*THE PROBLEM*: Continue the news article about the recall petitions against four Scottsdale school board members from the point where it stops.

Schools

Mask Mandate Spurs Recall For 4 Scottsdale School Board Members

Recall petitions were filed last week for the four Scottsdale school board members who voted to impose a face covering requirement.

The four Scottsdale school board members who voted to implement a mask mandate are facing recall election petitions.
The four Scottsdale school board members who voted to implement a mask mandate are facing recall election petitions. (Rachel Nunes/Patch)

SCOTTSDALE, AZ — Four Scottsdale Unified School District board members face recall election petitions after they voted last week to implement a districtwide mask mandate.

Recall petitions were filed against board President Jann-Michael Greenburg, Vice President Julie Cieniawski and members Patty Beckman and Libby Hart-Wells.

No petition was filed against Zach Lindsay, the fifth board member and the only one to vote against the mask mandate.

Find out what's happening in Scottsdalefor free with the latest updates from Patch.

None of the four board members facing recall answered questions submitted to them by Patch.

The board's Aug. 17 4-1 vote to approve the masked mandate followed a sizable demonstration by Scottsdale parents and community members who decried a potential mask mandate and demanded freedom for parents to make their own decisions for their children.

Find out what's happening in Scottsdalefor free with the latest updates from Patch.

*RECORDS*:
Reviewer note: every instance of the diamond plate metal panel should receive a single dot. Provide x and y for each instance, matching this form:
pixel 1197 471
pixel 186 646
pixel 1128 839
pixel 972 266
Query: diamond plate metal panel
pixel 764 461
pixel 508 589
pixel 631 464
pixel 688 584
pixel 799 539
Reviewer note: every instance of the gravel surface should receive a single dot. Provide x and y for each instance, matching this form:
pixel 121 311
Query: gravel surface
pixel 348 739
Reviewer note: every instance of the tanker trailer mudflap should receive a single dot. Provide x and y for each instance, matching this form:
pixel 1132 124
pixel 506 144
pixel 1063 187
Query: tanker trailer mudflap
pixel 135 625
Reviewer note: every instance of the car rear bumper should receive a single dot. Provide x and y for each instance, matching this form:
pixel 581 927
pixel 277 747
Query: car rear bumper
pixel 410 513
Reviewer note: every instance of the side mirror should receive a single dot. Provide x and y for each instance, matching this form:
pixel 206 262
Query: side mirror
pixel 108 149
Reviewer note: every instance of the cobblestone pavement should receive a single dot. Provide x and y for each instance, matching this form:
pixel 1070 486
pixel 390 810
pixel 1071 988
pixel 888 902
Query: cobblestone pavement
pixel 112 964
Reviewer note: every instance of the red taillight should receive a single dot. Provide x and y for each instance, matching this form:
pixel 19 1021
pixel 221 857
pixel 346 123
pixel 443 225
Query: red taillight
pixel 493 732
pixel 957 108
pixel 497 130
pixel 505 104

*TASK RESPONSE*:
Patricia Lee Pellet, a Scottsdale resident, filed the petitions to recall Greenburg, Cieniawski and Hart-Wells. Under their leadership, "the mental and emotional health of many SUSD students has steadily declined to an alarming level," she argued in the petitions.

The petitions also argued that education within the district was suffering. "Parents are not allowed to have a voice in the upbringing, education, health care, or mental health of their children" because of board member decisions, the petitions said.

The petitioner claimed that the community has lost confidence in the board members and that they violated parental rights under state law.

Scottsdale resident Nicole Curtis filed the petition to recall Beckman. Beckman "put the physical and mental health of students at risk by voting to mandate face coverings for K-12 students and violated parents' rights," she argued.

Neither Pellet nor Curtis responded to Patch messages seeking comment.

The four petitions must garner 20,935 signatures each by Dec. 18 to trigger recall elections. That number is calculated by taking 25 percent of the votes cast for Scottsdale school board members in the last general election and dividing it by the number of offices filled in that election, according to the Office of Maricopa County School Superintendent Steve Watson.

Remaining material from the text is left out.